===== Texte de la page =====
La solitude n’est plus à la mode, commence Susan Cain. Nos entreprises, nos écoles, notre culture sont esclaves d’une nouvelle idéologie qui postule que la créativité et l’efficacité naissent dans des lieux étrangement grégaires. La plupart d’entre nous travaillent en équipes, dans des open spaces, pour des chefs qui valorisent au-dessus de tout l’intelligence collective. Les génies solitaires sont bannis. Seul vaut le collaboratif.

Mais il y a un problème dans cette manière de voir, considère Susan Cain. Car les recherches montrent que les gens sont plus créatifs quand ils jouissent d’intimité et de tranquillité. Et, selon les travaux de deux psychologues, Mihaly Csikszentmihalyi (Wikipédia) et Gregory Feist, les gens les plus spectaculairement créatifs, dans des champs très différents, sont souvent introvertis – juste assez extravertis pour échanger et avancer des idées, mais ils se considèrent eux-mêmes comme indépendants et individualistes. L’une des explications est que les introvertis sont à l’aise dans le travail solitaire, et que la solitude est un catalyseur de l’innovation. Comme l’explique le grand psychologue Hans Eysenck (Wikipédia), l’introversion favorise la créativité en “concentrant l’esprit sur la tâche en cours, et évitant une dispersion de l’énergie sur les questions sociales et sexuelles sans lien avec le travail”. Le poète anglais William Wordsworth n’écrivit-il pas de Newton “A mind for ever / Voyaging through strange seas of Thought, alone” (”Un esprit à jamais / Voyageant à travers les mers étranges de la pensée, seul”) ?
===== Données =====
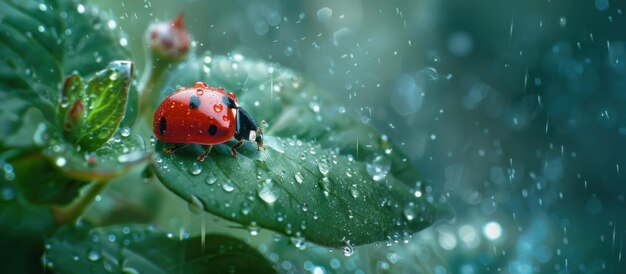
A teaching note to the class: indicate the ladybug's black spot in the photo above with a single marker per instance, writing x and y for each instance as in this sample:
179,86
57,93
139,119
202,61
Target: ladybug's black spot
194,102
212,130
162,125
229,102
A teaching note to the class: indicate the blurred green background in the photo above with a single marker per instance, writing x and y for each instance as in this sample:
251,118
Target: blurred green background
514,110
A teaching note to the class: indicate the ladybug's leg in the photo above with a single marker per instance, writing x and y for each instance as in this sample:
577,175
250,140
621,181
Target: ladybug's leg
235,146
207,150
174,148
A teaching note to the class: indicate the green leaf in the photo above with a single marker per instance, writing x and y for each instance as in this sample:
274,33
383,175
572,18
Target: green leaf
48,186
117,156
299,189
368,165
292,107
41,41
102,101
137,249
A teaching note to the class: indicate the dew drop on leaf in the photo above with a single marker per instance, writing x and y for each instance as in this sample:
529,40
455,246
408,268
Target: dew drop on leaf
354,191
323,167
210,179
378,168
299,177
93,255
267,193
228,186
195,205
195,169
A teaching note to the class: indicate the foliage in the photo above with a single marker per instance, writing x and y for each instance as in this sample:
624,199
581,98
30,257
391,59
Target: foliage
69,104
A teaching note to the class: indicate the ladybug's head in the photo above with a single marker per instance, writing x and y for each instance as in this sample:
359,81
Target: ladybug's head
247,128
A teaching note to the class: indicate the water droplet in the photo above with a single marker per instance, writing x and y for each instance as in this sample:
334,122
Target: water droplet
324,14
267,192
111,24
378,168
324,185
60,162
196,168
80,8
228,186
314,106
103,133
93,255
218,107
210,179
125,131
253,228
323,167
409,214
130,157
348,248
354,191
299,177
195,205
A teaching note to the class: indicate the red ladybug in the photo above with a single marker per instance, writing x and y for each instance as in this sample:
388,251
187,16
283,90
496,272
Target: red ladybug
206,116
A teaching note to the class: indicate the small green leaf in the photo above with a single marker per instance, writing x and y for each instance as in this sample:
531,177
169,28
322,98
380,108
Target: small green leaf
47,186
105,99
117,156
291,105
137,249
298,188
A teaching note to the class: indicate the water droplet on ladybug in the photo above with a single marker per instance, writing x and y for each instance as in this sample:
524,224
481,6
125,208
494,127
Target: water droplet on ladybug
200,85
218,107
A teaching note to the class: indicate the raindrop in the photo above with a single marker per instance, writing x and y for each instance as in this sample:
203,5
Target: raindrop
323,167
378,168
80,8
348,248
133,156
299,177
61,161
218,107
492,230
93,255
354,191
195,169
409,214
195,205
228,186
125,131
324,14
111,24
267,193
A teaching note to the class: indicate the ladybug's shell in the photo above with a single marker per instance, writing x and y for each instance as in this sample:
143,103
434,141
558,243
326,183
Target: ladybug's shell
196,115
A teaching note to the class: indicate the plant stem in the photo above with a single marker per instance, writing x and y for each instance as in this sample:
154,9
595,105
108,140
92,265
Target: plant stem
70,213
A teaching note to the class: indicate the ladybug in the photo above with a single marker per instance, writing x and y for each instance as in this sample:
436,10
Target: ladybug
204,115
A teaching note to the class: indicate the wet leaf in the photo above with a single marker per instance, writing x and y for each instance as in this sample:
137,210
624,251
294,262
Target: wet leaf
291,105
137,249
366,199
48,186
298,188
117,156
91,111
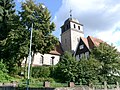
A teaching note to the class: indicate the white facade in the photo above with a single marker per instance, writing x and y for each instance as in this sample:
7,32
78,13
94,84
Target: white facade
72,30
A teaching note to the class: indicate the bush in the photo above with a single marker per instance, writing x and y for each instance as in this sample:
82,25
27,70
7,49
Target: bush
40,71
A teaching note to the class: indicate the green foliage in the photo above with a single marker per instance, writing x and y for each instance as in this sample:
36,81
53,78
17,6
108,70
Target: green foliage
7,15
110,60
3,67
87,71
43,40
4,77
66,68
40,71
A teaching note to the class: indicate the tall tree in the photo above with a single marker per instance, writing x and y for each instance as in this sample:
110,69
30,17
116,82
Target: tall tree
7,14
8,24
110,60
38,15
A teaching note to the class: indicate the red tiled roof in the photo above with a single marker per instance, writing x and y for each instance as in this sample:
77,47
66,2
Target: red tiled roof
57,50
91,42
85,41
95,41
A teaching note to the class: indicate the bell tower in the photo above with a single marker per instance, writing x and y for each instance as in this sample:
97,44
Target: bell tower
71,31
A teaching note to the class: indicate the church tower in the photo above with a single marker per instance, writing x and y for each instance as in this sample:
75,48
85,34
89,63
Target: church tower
71,32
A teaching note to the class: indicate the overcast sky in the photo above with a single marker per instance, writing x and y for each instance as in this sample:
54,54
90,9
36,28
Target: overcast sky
101,18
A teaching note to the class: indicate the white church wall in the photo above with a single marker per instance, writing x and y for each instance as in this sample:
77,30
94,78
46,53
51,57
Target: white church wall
65,40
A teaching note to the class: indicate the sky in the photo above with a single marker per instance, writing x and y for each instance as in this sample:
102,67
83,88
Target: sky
101,18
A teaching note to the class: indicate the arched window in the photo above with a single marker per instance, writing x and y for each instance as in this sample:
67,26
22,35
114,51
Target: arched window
74,26
78,27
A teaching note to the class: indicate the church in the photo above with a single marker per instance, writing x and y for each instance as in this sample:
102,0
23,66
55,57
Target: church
72,40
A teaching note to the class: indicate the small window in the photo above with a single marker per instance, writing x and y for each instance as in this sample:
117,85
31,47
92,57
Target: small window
78,27
81,47
87,55
74,26
41,59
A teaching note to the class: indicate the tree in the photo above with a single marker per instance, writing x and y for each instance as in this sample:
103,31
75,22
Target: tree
7,16
66,68
87,70
8,23
43,41
110,60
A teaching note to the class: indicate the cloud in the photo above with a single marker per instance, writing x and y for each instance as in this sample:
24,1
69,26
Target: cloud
101,18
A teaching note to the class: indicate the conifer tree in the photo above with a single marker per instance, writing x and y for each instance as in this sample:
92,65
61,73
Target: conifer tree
38,15
7,15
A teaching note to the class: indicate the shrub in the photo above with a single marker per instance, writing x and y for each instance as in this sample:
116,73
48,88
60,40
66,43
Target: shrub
40,71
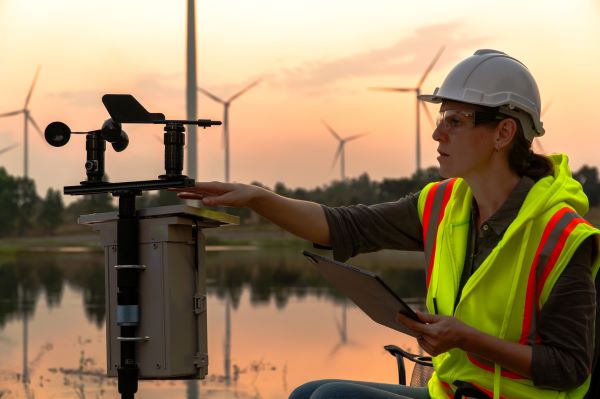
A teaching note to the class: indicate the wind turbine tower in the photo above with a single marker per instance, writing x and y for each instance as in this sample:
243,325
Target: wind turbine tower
27,119
417,91
340,153
226,104
191,83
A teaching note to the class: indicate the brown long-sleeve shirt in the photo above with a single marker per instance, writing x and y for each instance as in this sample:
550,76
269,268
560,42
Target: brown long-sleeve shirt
566,323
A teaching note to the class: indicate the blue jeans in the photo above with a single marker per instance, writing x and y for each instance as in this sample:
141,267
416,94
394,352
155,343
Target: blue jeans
346,389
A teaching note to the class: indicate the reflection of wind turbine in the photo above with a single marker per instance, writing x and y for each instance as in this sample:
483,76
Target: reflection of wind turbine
27,119
8,148
226,105
417,91
340,153
227,344
342,327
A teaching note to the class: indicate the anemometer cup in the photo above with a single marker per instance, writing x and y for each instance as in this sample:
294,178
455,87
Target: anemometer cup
57,134
124,108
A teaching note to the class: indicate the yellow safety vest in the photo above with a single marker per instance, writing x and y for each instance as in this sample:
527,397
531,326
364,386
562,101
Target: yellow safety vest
504,295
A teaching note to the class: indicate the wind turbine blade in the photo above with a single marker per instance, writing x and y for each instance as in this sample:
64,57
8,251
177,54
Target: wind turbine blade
11,113
6,149
245,89
545,108
335,349
429,117
209,94
430,67
30,118
396,89
332,131
37,72
356,136
337,154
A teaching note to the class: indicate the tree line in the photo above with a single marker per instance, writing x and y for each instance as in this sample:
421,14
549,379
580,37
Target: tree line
23,212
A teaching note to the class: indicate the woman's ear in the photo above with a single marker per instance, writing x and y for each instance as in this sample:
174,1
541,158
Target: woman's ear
505,132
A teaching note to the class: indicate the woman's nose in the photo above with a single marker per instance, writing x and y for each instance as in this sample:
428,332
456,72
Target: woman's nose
437,134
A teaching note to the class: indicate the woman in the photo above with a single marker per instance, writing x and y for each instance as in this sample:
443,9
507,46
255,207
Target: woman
510,261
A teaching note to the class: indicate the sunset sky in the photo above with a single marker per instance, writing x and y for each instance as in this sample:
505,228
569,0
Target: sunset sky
317,60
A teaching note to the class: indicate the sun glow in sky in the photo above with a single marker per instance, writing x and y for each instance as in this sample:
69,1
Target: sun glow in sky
317,60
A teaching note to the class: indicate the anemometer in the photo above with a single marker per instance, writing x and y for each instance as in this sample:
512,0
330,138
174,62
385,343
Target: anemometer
155,270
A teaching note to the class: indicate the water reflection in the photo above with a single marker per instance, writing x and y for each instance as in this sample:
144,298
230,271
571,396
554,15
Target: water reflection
273,324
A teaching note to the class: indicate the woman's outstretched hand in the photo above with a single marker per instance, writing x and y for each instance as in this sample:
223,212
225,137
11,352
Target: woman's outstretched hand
217,193
303,218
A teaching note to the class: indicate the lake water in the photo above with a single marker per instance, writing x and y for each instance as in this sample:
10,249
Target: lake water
286,326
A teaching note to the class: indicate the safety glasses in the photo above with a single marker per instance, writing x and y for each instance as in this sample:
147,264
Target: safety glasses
454,120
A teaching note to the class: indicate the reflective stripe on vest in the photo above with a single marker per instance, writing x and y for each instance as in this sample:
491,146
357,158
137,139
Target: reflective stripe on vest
435,205
552,243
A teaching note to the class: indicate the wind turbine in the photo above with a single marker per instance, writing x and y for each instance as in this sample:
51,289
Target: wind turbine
417,91
226,104
8,148
340,153
27,119
536,140
190,90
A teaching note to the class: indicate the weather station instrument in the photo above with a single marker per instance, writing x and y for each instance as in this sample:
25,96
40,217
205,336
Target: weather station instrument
155,271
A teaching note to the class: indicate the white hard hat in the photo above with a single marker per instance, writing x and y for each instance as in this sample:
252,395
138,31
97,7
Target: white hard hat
494,79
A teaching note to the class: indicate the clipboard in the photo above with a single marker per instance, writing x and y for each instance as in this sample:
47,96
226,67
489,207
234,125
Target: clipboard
367,290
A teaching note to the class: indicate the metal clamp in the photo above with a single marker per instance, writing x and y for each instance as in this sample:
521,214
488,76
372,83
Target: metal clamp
128,315
133,339
141,267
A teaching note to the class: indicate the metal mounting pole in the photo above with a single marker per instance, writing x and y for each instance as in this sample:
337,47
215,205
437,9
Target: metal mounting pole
128,308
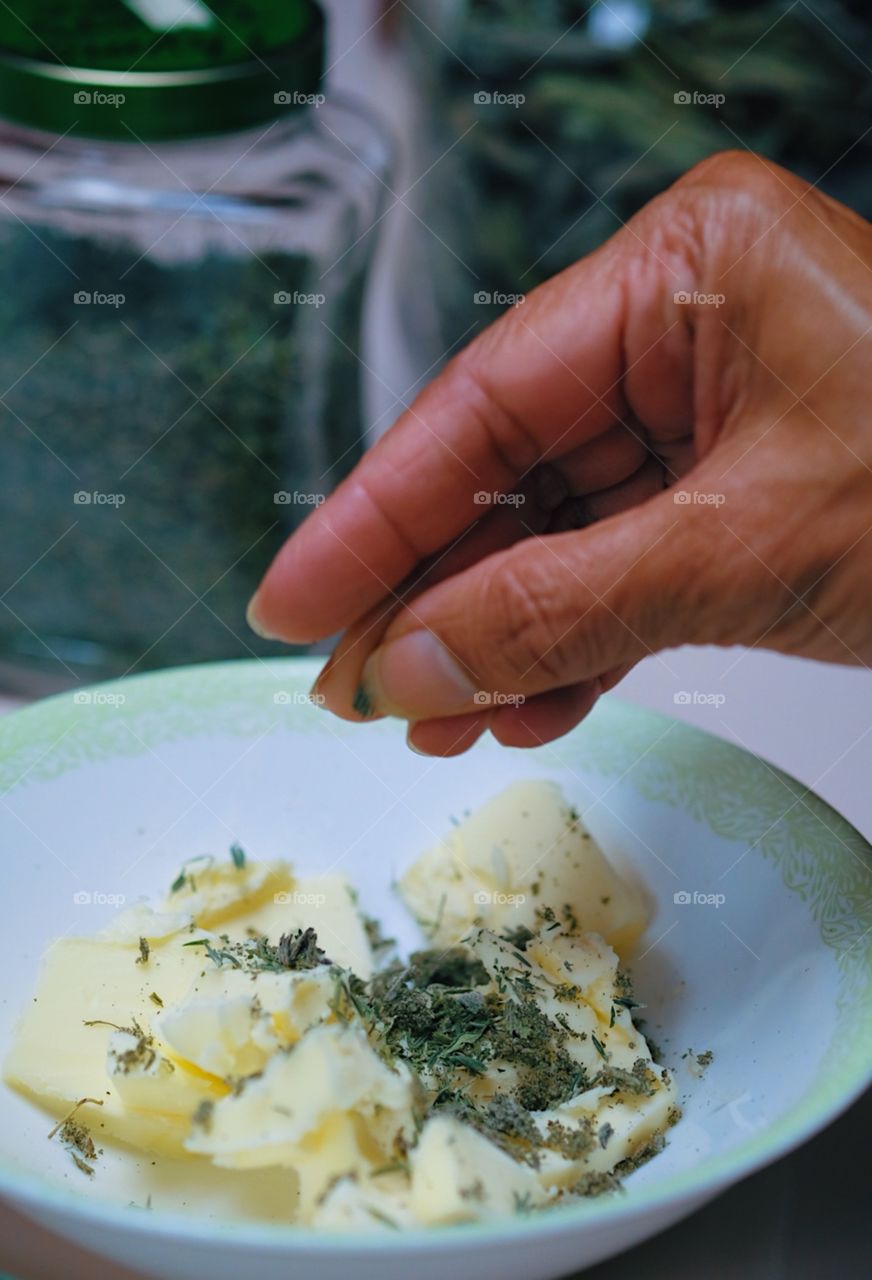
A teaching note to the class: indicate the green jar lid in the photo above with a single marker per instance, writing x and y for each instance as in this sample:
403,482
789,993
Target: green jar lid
158,69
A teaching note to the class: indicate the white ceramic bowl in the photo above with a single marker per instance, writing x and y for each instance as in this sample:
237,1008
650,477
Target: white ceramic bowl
759,947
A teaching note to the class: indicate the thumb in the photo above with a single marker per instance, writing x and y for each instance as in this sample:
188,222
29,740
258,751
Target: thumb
565,608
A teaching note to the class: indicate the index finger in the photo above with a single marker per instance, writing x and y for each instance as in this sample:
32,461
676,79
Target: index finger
538,383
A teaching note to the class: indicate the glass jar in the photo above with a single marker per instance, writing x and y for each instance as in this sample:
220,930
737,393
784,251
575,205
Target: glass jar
544,127
179,380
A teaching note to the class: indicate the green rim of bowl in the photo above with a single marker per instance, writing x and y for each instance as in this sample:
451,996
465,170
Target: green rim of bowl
738,795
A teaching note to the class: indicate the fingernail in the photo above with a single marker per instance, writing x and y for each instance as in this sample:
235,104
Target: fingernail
414,677
255,624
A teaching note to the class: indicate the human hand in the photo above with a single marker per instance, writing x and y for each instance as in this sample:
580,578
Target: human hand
669,472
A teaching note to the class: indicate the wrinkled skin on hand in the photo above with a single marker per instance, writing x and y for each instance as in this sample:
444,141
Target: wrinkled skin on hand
680,472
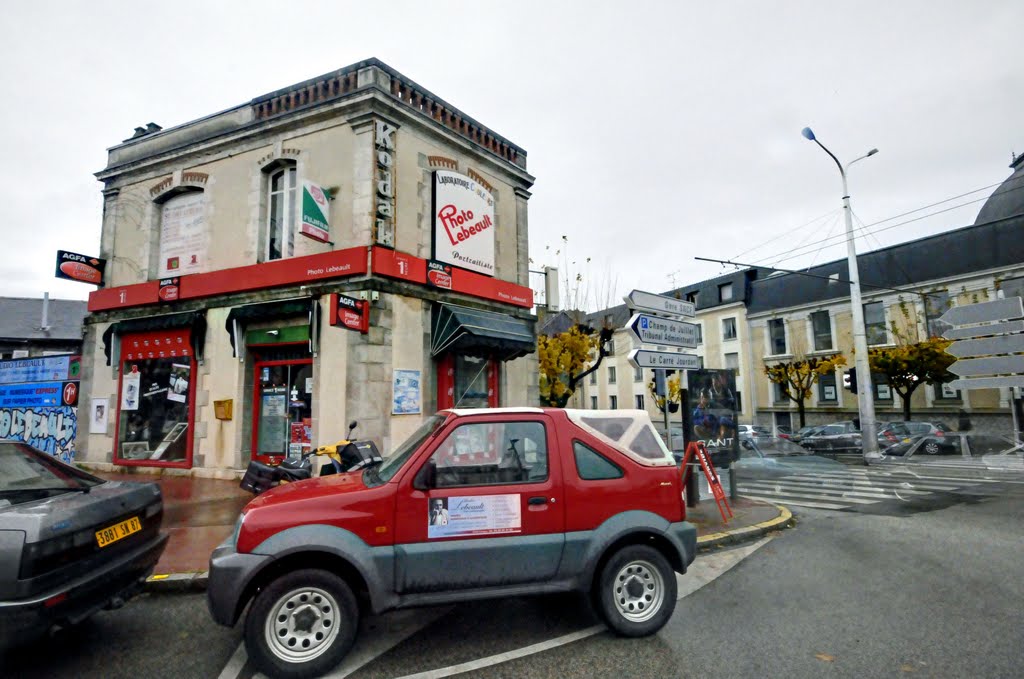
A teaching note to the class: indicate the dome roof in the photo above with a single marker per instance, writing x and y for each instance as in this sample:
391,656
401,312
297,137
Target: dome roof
1008,200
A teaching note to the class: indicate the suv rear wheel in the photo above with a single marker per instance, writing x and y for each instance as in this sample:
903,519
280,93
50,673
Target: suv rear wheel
302,624
636,591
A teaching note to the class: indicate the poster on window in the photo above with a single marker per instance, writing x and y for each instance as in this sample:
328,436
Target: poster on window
130,386
489,514
406,398
464,222
183,236
177,387
315,210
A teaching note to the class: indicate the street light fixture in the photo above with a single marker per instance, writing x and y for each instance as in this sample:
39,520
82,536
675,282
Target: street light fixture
865,394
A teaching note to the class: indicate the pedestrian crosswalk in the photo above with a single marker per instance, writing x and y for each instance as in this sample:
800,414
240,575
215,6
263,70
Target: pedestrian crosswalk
849,487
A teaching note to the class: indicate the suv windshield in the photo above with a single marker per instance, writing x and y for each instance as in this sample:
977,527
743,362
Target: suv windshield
28,474
386,470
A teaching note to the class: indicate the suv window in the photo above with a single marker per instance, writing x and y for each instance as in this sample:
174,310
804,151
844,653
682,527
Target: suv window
593,466
488,453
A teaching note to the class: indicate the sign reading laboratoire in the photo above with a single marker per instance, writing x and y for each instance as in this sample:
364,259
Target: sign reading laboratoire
83,268
645,301
464,222
315,212
988,355
665,359
183,235
479,515
654,330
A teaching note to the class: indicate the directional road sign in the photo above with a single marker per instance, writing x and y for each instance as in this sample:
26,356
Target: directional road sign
653,330
645,301
1000,309
665,359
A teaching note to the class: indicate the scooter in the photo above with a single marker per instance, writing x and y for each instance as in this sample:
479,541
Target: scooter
345,456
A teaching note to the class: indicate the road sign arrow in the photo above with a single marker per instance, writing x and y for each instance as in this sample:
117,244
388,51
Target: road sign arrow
990,366
986,346
646,301
665,359
653,330
1000,309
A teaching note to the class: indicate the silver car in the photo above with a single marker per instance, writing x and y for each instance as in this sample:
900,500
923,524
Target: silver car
71,544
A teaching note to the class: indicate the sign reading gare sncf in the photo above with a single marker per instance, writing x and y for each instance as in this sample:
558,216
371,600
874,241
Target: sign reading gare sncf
464,222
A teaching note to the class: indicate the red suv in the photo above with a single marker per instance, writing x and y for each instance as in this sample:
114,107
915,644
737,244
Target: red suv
476,504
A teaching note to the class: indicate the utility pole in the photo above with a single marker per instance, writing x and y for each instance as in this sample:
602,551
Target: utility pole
865,390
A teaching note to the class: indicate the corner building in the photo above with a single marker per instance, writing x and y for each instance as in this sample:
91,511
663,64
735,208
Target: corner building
348,248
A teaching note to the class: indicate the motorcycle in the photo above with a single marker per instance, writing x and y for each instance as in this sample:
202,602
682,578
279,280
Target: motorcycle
345,456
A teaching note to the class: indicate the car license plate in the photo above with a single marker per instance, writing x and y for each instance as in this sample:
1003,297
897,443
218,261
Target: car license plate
118,531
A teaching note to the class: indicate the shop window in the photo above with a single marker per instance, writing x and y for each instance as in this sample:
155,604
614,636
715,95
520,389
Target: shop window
728,329
491,453
821,327
875,324
156,404
281,210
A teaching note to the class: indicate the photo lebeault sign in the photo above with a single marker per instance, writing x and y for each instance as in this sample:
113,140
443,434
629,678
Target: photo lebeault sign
315,209
464,222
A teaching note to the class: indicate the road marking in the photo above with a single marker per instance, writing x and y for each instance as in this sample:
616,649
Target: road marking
700,573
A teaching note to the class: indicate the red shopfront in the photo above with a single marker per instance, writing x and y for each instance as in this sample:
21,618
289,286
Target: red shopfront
156,402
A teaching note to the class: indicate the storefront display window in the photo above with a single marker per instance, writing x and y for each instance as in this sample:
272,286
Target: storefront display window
155,411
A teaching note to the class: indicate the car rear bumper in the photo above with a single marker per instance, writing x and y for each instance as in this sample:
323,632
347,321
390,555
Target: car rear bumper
=====
Exercice écrit
Reproduisez intégralement le texte sur la solitude et la créativité, sans en modifier un seul mot. Appuyez-vous uniquement sur le texte.

Corrigé
La solitude n’est plus à la mode, commence Susan Cain. Nos entreprises, nos écoles, notre culture sont esclaves d’une nouvelle idéologie qui postule que la créativité et l’efficacité naissent dans des lieux étrangement grégaires. La plupart d’entre nous travaillent en équipes, dans des open spaces, pour des chefs qui valorisent au-dessus de tout l’intelligence collective. Les génies solitaires sont bannis. Seul vaut le collaboratif.

Mais il y a un problème dans cette manière de voir, considère Susan Cain. Car les recherches montrent que les gens sont plus créatifs quand ils jouissent d’intimité et de tranquillité. Et, selon les travaux de deux psychologues, Mihaly Csikszentmihalyi (Wikipédia) et Gregory Feist, les gens les plus spectaculairement créatifs, dans des champs très différents, sont souvent introvertis – juste assez extravertis pour échanger et avancer des idées, mais ils se considèrent eux-mêmes comme indépendants et individualistes. L’une des explications est que les introvertis sont à l’aise dans le travail solitaire, et que la solitude est un catalyseur de l’innovation. Comme l’explique le grand psychologue Hans Eysenck (Wikipédia), l’introversion favorise la créativité en “concentrant l’esprit sur la tâche en cours, et évitant une dispersion de l’énergie sur les questions sociales et sexuelles sans lien avec le travail”. Le poète anglais William Wordsworth n’écrivit-il pas de Newton “A mind for ever / Voyaging through strange seas of Thought, alone” (”Un esprit à jamais / Voyageant à travers les mers étranges de la pensée, seul”) ?